Petunjuk:
a - Sebutkan semua orang yang disebut namanya dalam kutipan tentang kedermawanan Nabi Saw., selain Nabi Saw. sendiri.
b - Ringkas paragraf dalam kutipan tentang kedermawanan Nabi Saw. yang diawali "Dermawan merupakan salah satu sifat Nabi Saw." menjadi daftar poin tanpa menghilangkan fakta utamanya.

Kutipan:

Selasa, 16 Februari 2010

Memberi Untuk Mendapatkan Hati

Suatu ketika Nabi Saw., mendapat rezeki berupa uang sebanyak 90 dirham. Jumlah yang cukup besar saat itu. Tak lama berselang, beliau menggelar tikar dan uang itu pun dibagi-bagikan kepada para fakir miskin hingga uangnya benar-benar habis.
Lalu ada yang datang menyusul dengan maksud serupa. Karena uangnya sudah habis, maka Nabi Saw., berkata kepada orang itu:
“Sayang sekali aku sudah tidak punya apa-apa lagi. Akan tetapi belilah segala sesuatu dengan berhutang, dan hutang itu atas namaku. Insya Allah, bila saatnya Allah memberi rizki, pasti akan kubayar.”
Dermawan merupakan salah satu sifat Nabi Saw. Karena sifat dermawan inilah beliau dicintai banyak orang. Jika punya uang atau makanan, pasti akan diberikannya kepada orang yang lebih membutuhkannya. Ketika beliau hendak makan, lalu ada orang datang meminta makanan, maka tanpa ragu beliau berikan makanannya itu, sementara beliau sendiri berpuasa hingga mendapat makanan lagi.
Saat sedang membagikan harta ghanimah (rampasan perang) hasil perang Hunain, Nabi Saw., didatangi Abu Supyan bin Harb, ia berkata, “Ya Rasulullah, Anda kini menjadi orang Quraisy yang paling banyak hartanya.”
Nabi Saw., menanggapinya dengan tersenyum.
Kata Abu Supyan lagi, “Berikanlah pada saya perak itu, ya Rasulullah!”
Nabi Saw., kemudian berpaling kepada Bilal, “Wahai Bilal! Siapkan untuk Abu Supyan 40 kilogram perak dan 100 ekor unta!”
“Lalu untuk anak saya, Yazid.” Kata Abu Supyan meminta lagi.
“Timbangkan 40 kilogram dan siapkan 100 ekor unta untuk Yazid bin Abu Supyan!” kata Nabi Saw.

Item yang tercantum dalam dataset
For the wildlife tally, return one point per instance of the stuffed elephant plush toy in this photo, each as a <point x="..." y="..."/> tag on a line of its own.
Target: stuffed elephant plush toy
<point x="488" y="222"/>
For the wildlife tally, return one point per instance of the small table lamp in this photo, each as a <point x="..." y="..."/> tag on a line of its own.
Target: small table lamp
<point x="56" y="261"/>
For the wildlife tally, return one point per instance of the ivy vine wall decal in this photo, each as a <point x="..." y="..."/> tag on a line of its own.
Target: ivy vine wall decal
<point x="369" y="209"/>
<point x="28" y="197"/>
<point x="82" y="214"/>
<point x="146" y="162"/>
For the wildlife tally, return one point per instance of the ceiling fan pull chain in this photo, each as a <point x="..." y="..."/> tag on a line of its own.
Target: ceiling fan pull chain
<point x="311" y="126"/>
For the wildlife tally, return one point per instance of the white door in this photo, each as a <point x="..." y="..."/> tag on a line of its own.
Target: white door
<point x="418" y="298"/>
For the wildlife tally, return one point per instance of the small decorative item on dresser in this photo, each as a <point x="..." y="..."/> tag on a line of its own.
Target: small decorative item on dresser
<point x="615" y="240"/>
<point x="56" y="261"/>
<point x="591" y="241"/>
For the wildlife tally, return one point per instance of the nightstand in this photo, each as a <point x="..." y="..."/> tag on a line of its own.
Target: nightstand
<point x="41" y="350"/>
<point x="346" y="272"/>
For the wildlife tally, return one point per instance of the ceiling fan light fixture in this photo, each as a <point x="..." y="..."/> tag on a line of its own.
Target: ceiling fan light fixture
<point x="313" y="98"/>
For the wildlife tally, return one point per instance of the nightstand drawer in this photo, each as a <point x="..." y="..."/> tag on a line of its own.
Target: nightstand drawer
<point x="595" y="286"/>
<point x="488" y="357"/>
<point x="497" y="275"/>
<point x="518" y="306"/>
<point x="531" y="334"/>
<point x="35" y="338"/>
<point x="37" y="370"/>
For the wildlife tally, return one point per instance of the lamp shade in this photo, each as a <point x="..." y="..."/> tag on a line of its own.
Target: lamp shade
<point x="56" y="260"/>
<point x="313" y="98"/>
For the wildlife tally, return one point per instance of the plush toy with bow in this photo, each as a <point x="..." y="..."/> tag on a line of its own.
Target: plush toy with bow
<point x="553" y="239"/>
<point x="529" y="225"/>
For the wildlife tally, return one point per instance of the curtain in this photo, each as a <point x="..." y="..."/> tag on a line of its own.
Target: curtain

Kunci Jawaban:
a - Abu Supyan bin Harb, Bilal, Yazid bin Abu Supyan

b -
- Dermawan adalah salah satu sifat Nabi Saw., dan karena sifat itu beliau dicintai banyak orang.
- Uang atau makanan yang beliau miliki pasti diberikan kepada orang yang lebih membutuhkannya.
- Bila ada orang meminta makanan saat beliau hendak makan, beliau memberikannya tanpa ragu, lalu berpuasa sampai mendapat makanan lagi.